THE RECORDS:
==============================

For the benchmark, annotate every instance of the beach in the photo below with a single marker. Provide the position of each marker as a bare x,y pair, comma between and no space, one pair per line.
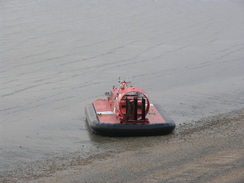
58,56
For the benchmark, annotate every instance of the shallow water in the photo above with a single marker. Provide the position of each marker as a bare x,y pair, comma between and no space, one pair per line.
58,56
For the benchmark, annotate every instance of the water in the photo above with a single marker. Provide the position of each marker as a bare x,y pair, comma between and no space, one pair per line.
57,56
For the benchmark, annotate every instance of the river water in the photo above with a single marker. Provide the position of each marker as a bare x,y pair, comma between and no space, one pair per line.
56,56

==============================

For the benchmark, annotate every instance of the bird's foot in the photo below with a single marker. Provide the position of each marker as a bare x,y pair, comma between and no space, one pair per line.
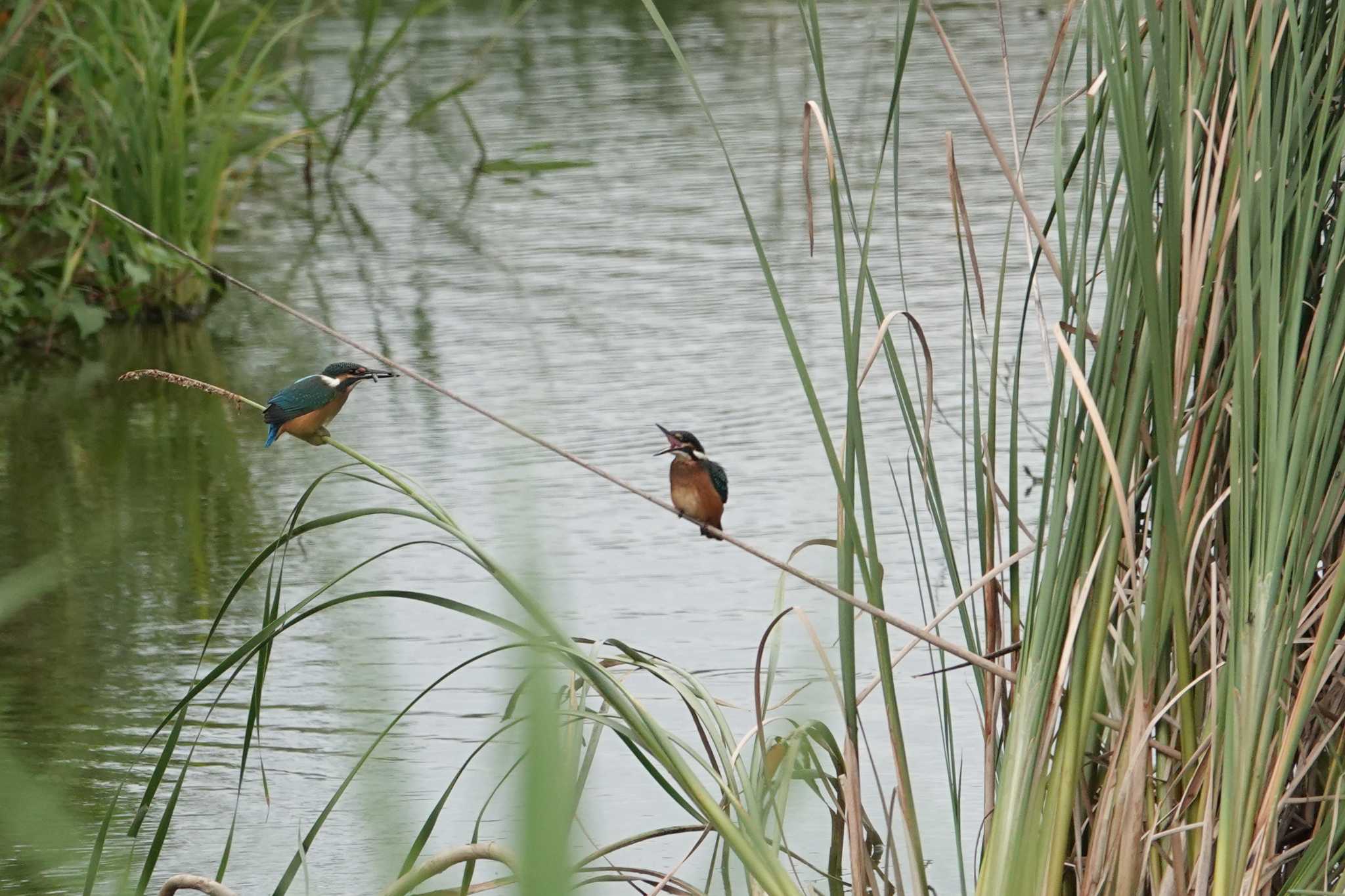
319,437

==============================

WORK REQUIRED: Copy out in full every line of the records above that contains the word "beach".

FINISHED TASK:
For the benchmark, annotate every instance of the beach in the photo below with a single marker. Provide the position of each marker as a bare x,y pair, comma between and no space, one pair per line.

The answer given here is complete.